**Text passage:**
Monday, January 2, 2017

Happy New Year!

Happy New Year!  Let's hope 2017 is healthy and prosperous for us all.  Let's also hope Don Trump doesn't become the disaster many of us suspect.  (Remember, I think Clinton would have been, too, and that Obama and W. Bush were for 16 years before.)  There is a lot of work to do, a lot of bad things that need to be undone.

They can start with Obamacare.  Then undo a lot of the executive orders and other bureaucratic mandates that have stymied personal freedom.  Will we see changes for the better?  Call me a skeptic, but I still see government as run by "The Establishment."

I've always thought Rick Snyder was sneaky.  I suppose my view was arguable, even after passage of such things as the "right-to-work-for-less" law.  Some saw him as an outsider, one who could bring his mastery of business to bear fruit in government.  I guess that didn't work out so hot with the appointments of the emergency managers, esp in Flint and Detroit Public Schools.  There is an arrogance, of a different sort held by most politicians, an elitist view that his view is the only right one; opposing views are not allowed or at least tolerated.  But he's apparently become a politician.  A news article this AM showed that Snyder, if not encouraged, waited until a few hours before an expiration date to make a politically-motivated decision.  According to state law passed several years ago, a law advocated and promoted by none other than Rick Snyder, to downsize state government when some judicial positions expired, they were not to be renewed.  But a judge resigned four hours, four hours, before the expiration of the position.  That allowed the governor to appoint a new judge and the position doesn't die.  Hmmm......  This doesn't pass the smell test, not at all.  I thought Republicans favored smaller government, that is, fewer gov't positions.  I guess not, not if a Republican donor can get the appointment.  And what about the appointee?  According to the news article, he has no judicial experience and now is being appointed to the second highest court in Michigan.  I know a lot of people like the governor and what he's done.  Don't count me among them.

Talk of this came the other night, so I check it out.  Of course, kids don't play outside any more, well, not much.  A recent study showed that 6% of kids from 9 to 13 only played outside for an hour a week.  6%!!!!!!  Another study claimed kids today play outside only about half as long as kids did just 20 or so years ago.  Kids don't know how to play outside, not without adult supervision.  Some school districts, in NY I think, hired adults to come to recess to show kids how to play age-old games.  No, I can't make up this stuff.  I'd guess the consequences of this are not at all good and that the price for it will be paid in the near future.

I have no answer for this problem.  The end of 2016 brought a couple of murders in Detroit, with several others also shot, but not killed.  Early the AM of Jan 1, yep, two more people were killed there.  (Also unnerving is that these shootings came within a few miles of where I grew up, played and practiced ball, etc.  I know the streets well.)  Although official numbers won't be released until later this week, it appears there was an average of one murder a day in Detroit.  I didn't finish the article so I don't know why, but it suggested the numbers will be understated.  Chicago, esp the South and West sides, was apparently a war zone in '16.  More than 5,000 people were shot there, 1100 more than the year before.  On average, there were 2 or 3 killings a day!  Guns may or may not be the answer, although I suspect not.  Guns in Chicago, for instance, are illegal already.  Most of them are brought in illegally.  It seems more and more obvious that, somehow, someway, the culture has to be changed.  The belief that it's all right to just shoot somebody, for whatever reason, petty or not, has to be changed.

**Record excerpts:**
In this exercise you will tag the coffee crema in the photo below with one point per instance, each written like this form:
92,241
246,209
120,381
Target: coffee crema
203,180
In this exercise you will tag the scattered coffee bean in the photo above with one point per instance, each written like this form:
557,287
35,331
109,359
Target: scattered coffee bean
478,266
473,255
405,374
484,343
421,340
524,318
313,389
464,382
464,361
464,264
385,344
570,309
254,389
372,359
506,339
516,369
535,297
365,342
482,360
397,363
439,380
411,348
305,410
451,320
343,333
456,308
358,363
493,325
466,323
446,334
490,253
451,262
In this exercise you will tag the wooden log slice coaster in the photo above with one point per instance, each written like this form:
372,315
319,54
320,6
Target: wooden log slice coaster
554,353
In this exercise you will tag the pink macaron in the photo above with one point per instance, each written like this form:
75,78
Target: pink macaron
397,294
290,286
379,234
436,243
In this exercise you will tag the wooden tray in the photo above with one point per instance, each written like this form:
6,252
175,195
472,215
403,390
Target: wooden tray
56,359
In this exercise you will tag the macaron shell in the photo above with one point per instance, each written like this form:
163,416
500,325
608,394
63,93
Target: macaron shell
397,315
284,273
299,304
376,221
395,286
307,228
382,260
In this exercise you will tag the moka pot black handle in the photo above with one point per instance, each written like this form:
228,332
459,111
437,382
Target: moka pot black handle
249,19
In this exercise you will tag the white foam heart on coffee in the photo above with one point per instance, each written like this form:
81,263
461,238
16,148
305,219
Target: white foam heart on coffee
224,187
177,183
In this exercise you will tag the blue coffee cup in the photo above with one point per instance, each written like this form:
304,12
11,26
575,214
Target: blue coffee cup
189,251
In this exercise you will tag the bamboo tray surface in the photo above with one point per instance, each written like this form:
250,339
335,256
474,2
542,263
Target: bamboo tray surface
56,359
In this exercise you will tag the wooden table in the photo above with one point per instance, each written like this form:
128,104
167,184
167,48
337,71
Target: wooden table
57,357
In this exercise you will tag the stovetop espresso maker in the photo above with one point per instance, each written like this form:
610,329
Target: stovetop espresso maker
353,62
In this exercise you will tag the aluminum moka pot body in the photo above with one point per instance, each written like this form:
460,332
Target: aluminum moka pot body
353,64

**Challenge 1:** In the New Year blog post, rewrite the part that begins with the words containing "Talk of this" and ends with "the near future.", swapping "recess" for "lunch break".
**Challenge 2:**
Answer these questions from the New Year blog post:
(a) According to the recent study, what percentage of kids aged 9 to 13 played outside for only an hour a week?
(b) How long before the position expired did the judge resign?
(c) How many people were shot in Chicago in 2016?

**Complete output 1:**
Talk of this came the other night, so I check it out.  Of course, kids don't play outside any more, well, not much.  A recent study showed that 6% of kids from 9 to 13 only played outside for an hour a week.  6%!!!!!!  Another study claimed kids today play outside only about half as long as kids did just 20 or so years ago.  Kids don't know how to play outside, not without adult supervision.  Some school districts, in NY I think, hired adults to come to lunch break to show kids how to play age-old games.  No, I can't make up this stuff.  I'd guess the consequences of this are not at all good and that the price for it will be paid in the near future.

**Complete output 2:**
(a) 6%
(b) Four hours
(c) More than 5,000